"""

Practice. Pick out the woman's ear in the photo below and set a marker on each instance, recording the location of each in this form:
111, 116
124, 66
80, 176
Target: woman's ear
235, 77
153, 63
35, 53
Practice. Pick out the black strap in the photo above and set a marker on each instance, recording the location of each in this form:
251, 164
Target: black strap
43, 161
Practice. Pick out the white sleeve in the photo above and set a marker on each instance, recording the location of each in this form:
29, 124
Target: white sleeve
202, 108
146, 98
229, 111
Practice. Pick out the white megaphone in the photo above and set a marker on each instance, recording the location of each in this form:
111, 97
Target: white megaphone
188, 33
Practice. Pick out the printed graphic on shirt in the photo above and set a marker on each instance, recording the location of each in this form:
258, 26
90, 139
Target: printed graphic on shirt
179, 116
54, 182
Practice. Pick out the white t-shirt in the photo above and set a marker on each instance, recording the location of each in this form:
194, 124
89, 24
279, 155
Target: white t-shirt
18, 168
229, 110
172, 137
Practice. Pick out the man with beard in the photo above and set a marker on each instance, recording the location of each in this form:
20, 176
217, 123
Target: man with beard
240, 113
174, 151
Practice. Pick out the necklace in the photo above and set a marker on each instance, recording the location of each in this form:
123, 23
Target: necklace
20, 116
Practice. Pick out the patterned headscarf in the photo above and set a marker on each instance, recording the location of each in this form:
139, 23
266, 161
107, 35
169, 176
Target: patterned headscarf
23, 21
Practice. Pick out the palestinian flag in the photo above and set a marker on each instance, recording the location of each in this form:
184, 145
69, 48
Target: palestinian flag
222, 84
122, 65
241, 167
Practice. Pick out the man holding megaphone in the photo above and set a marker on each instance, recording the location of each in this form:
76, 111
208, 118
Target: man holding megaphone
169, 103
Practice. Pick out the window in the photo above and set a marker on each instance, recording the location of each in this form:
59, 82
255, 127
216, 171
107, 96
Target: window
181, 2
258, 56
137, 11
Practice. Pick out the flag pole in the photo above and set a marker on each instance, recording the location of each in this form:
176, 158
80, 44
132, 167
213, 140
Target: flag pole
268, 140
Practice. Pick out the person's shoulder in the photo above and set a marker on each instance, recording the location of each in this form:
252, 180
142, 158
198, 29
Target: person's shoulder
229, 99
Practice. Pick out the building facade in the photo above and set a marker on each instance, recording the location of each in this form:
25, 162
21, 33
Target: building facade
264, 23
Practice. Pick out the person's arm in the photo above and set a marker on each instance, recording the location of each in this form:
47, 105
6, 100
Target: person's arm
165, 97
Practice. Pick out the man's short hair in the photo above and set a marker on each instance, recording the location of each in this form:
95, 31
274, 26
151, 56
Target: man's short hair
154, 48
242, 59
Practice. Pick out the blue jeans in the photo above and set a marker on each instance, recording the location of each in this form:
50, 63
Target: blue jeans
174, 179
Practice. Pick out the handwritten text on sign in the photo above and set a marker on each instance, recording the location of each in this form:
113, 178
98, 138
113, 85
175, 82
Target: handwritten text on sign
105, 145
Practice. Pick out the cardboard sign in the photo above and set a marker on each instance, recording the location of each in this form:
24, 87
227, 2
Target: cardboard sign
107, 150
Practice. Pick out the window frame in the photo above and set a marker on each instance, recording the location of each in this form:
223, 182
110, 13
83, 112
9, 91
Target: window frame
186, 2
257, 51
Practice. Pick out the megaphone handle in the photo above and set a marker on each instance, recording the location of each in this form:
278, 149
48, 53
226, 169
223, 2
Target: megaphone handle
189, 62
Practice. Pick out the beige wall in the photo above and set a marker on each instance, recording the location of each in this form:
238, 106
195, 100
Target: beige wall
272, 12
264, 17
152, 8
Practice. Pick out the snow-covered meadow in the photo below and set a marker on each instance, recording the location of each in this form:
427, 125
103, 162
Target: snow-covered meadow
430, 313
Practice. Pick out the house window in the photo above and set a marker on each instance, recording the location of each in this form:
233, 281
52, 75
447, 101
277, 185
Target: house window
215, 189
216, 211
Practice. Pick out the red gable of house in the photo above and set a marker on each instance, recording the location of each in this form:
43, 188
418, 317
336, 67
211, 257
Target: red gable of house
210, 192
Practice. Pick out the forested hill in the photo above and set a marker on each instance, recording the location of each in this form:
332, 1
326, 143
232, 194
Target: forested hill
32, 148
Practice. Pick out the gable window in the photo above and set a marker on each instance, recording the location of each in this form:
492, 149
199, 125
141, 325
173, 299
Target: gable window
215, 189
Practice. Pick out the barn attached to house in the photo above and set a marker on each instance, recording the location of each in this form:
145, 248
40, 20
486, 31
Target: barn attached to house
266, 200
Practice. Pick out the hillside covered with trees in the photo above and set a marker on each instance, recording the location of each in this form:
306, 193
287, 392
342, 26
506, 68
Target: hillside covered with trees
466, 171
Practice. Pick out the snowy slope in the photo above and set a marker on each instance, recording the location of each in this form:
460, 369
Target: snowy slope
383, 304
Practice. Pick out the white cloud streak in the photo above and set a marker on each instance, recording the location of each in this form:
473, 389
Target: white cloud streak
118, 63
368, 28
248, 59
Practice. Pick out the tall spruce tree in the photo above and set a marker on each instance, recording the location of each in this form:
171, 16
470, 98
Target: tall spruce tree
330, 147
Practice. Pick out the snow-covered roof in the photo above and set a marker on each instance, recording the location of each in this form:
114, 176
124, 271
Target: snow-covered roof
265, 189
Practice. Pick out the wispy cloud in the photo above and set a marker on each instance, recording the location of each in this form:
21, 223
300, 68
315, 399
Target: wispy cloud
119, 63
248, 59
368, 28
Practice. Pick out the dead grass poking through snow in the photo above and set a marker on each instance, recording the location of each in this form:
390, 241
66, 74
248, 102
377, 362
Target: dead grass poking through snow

"""

*Problem details:*
Would you transcribe the entire listing above without any deviation?

*Solution below:*
Practice. Pick out the woman's ear in the photo below and set a marker on each instance, recording the location of each in this form:
111, 116
124, 66
80, 176
Target: woman's ear
235, 77
153, 63
35, 53
Practice. Pick out the black strap in the photo above and set a marker on each instance, recording the location of each in this form:
251, 164
Target: black strap
43, 161
Practice. Pick out the white sleeve in the photo above and set a marker on each instance, recording the location of each in this form:
29, 124
Target: white sleeve
202, 108
146, 98
229, 111
Practice. Pick out the white megaphone in the photo above and set a marker on each instance, recording the location of each in this form:
111, 97
Target: white megaphone
188, 33
Practice. Pick out the printed graphic on shirt in the photo above and set a marker on each instance, recording the location of each in this form:
258, 26
90, 139
Target: printed graphic on shirt
179, 116
54, 182
Practice. Pick out the white t-shirt in the photo above and set a marker on each instance, recording the location of each in this form:
194, 124
89, 24
279, 155
Target: white t-shirt
18, 168
229, 110
172, 137
Practice. Pick out the man with beard in the photo above and set a marker on each instance, recording the location of each in this form:
20, 176
217, 123
Target: man with beard
240, 113
174, 151
Practice. Pick out the necklace in the photo above and set a marker on each instance, recording the location of each in this form:
123, 23
Target: necklace
20, 116
Practice. Pick out the patterned headscarf in the photo above and set a marker on each instance, recording the location of each in this form:
139, 23
266, 161
107, 35
169, 176
Target: patterned headscarf
23, 21
Practice. Pick out the palestinian flag in the photo above and set a marker on each instance, recording the location of each in this form:
184, 145
69, 48
Target: palestinian flag
222, 84
122, 65
241, 167
Practice. Pick out the man holding megaphone in the photo above and set a marker on each instance, recording the location of each in this form:
76, 111
208, 118
Target: man holding megaphone
169, 103
Practice. Pick out the window in the photo above and set a marker on each instance, recording the location of each in this form:
59, 82
255, 127
216, 171
107, 96
Target: window
181, 2
258, 56
137, 11
Practice. Pick out the flag pole in the photo above and set a marker on each instance, recording the location of each in this form:
176, 158
80, 44
132, 167
213, 140
Target: flag pole
268, 140
Practice. Pick out the person's shoulder in the photo above and set a marker on each instance, recording the location of each in this form:
252, 180
142, 158
198, 29
Target: person's shoulder
229, 99
Practice. Pick out the building facade in the photo above and set a marker on each instance, recording the location of each in this form:
25, 162
21, 33
Target: building facade
264, 23
Practice. Pick out the person's arm in the photo above and set a marker on each instance, recording the location of each in this form:
47, 105
6, 100
Target: person's arm
165, 97
Practice. Pick out the man's short hair in the photo above and set a marker on each instance, recording the location of each in this form:
95, 31
274, 26
151, 56
Target: man's short hair
154, 48
242, 59
Practice. Pick out the blue jeans in the photo above and set a marker on each instance, recording the location of each in this form:
50, 63
Target: blue jeans
174, 179
Practice. Pick out the handwritten text on sign in the photo above and set a marker on each instance, recording the location of each in this form:
113, 178
98, 138
113, 85
175, 82
Target: handwritten text on sign
105, 145
Practice. Pick out the cardboard sign in the photo above and set a marker on each instance, recording the location of each in this form:
24, 87
227, 2
Target: cardboard sign
107, 150
Practice. Pick out the window frame in the photo above and set a marker on each instance, recording the location of each in this form:
223, 182
110, 13
83, 112
9, 91
Target: window frame
186, 2
257, 51
Practice. Pick out the megaphone handle in the photo above and set a marker on each instance, recording the location of each in this form:
278, 149
48, 53
226, 169
223, 2
Target: megaphone handle
189, 62
Practice. Pick out the beige wall in the photo above and set a marker on each instance, recording the location of each in this form:
238, 106
195, 100
Target: beige wall
272, 12
264, 17
152, 8
Practice. Pick out the snow-covered meadow in the photo below and set a marker on each instance, recording the location of each in this form:
427, 125
103, 162
Target: snow-covered meadow
430, 313
Practice. Pick out the house window in the photo above and set a marker on each instance, recording the location of each in this form:
233, 281
52, 75
447, 101
277, 185
Target: house window
215, 189
216, 211
Practice. Pick out the red gable of house in the photo above and set a marker on each instance, recording the location of each in this form:
43, 188
418, 317
336, 67
211, 257
Target: red gable of house
210, 192
Practice. Pick out the forested hill in the photo above and set a marker on each instance, recording the location of each in this form:
332, 1
326, 143
232, 194
Target: forested hill
32, 148
Practice. Pick out the gable window in the photo above and set a marker on each instance, recording the location of each in this form:
492, 149
199, 125
141, 325
173, 299
Target: gable window
215, 189
Practice. Pick out the barn attached to house in the photo above and set a marker on each instance, recording the location of each in this form:
145, 248
40, 20
486, 31
Target: barn attached to house
266, 200
Practice. Pick out the hillside covered with trees in the photo above and set a marker on each instance, recording the location of each in this form:
306, 193
287, 392
342, 26
506, 68
Target: hillside covered with trees
466, 171
Practice. Pick out the snowy slope in the photo above and set a marker on each instance, recording the location of each in this form:
460, 369
Target: snowy slope
383, 304
Practice. Pick out the white cloud streak in the photo above and set a marker on each instance, recording the location of each in this form:
473, 389
Target: white cloud streak
118, 63
368, 28
248, 59
Practice. Pick out the tall spruce tree in the photo above and set a marker on each instance, recording the location of each in this form:
171, 16
470, 98
Target: tall spruce tree
330, 147
Practice. Pick out the snow-covered roof in the photo above and set a marker on each instance, recording the location of each in this form:
114, 176
124, 271
Target: snow-covered roof
265, 189
Practice. Pick out the wispy cloud in the photo above and set a marker on each instance, recording the location of each in this form:
21, 223
300, 68
315, 399
Target: wispy cloud
119, 63
248, 59
368, 28
Practice. Pick out the dead grass poking through snow in the photo above and set a marker on each instance, recording the location of each in this form:
390, 241
66, 74
248, 102
377, 362
Target: dead grass poking through snow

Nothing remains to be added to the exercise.